┏━━

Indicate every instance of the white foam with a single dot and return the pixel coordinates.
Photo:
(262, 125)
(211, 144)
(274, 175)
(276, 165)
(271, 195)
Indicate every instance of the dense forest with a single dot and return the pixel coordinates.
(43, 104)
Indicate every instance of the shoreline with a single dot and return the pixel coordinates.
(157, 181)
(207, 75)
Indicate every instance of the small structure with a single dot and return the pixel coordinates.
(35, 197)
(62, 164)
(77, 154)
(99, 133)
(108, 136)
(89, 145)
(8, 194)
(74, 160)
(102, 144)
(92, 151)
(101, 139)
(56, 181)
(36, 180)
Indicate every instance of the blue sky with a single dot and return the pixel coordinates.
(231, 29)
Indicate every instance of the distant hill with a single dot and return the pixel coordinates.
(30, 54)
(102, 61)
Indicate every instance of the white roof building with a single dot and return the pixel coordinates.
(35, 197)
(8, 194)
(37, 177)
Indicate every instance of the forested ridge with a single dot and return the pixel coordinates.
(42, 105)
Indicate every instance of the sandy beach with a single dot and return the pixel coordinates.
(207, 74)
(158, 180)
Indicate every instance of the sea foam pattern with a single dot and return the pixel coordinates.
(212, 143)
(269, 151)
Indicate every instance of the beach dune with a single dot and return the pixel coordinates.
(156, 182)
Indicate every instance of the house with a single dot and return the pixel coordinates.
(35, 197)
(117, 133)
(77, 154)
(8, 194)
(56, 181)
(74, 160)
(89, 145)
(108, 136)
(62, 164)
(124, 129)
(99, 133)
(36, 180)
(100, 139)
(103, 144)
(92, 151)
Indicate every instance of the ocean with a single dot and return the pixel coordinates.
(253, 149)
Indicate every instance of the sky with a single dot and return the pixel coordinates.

┗━━

Short task:
Print out every entry, keeping each one exact.

Solution to this problem:
Indicate every instance of the white foam with a single dot and return the pixel coordinates.
Photo:
(262, 125)
(211, 144)
(274, 175)
(276, 165)
(271, 195)
Indicate every instance of the dense forest with a single dot and return the pixel coordinates.
(43, 104)
Indicate every instance of the shoreline with a single dot and return the pixel coordinates.
(157, 181)
(207, 75)
Indicate every instance of the small structure with a single dot and return the pixel coordinates.
(35, 197)
(62, 164)
(77, 154)
(99, 133)
(108, 136)
(89, 145)
(8, 194)
(74, 160)
(102, 144)
(92, 151)
(101, 139)
(56, 181)
(36, 180)
Indicate every instance of the blue sky with a single dot and return the pixel coordinates.
(231, 29)
Indicate every instance of the distant hill with a single dot and return the pixel coordinates.
(30, 54)
(102, 61)
Indicate every instance of the white roof building with a single dot and return the pixel coordinates.
(35, 197)
(8, 194)
(37, 177)
Indicate every instance of the forested ridge with a single dot and return the pixel coordinates.
(42, 105)
Indicate every instance of the sandy beach with a single dot and return the pixel coordinates.
(207, 74)
(158, 180)
Indicate every instance of the sea foam pattern with a single dot and return the pixel coordinates.
(212, 143)
(269, 151)
Indicate every instance of the beach dune with a single dot and return the pixel coordinates.
(156, 182)
Indicate every instance of the house with a single dot and return the pixel coordinates.
(35, 197)
(117, 133)
(77, 154)
(8, 194)
(56, 181)
(74, 160)
(89, 145)
(108, 136)
(62, 164)
(124, 129)
(99, 133)
(36, 180)
(100, 139)
(103, 144)
(92, 151)
Indicate every instance of the ocean with a single dot and return the pixel coordinates.
(253, 149)
Indicate every instance of the sky with a single dot and return the pixel coordinates.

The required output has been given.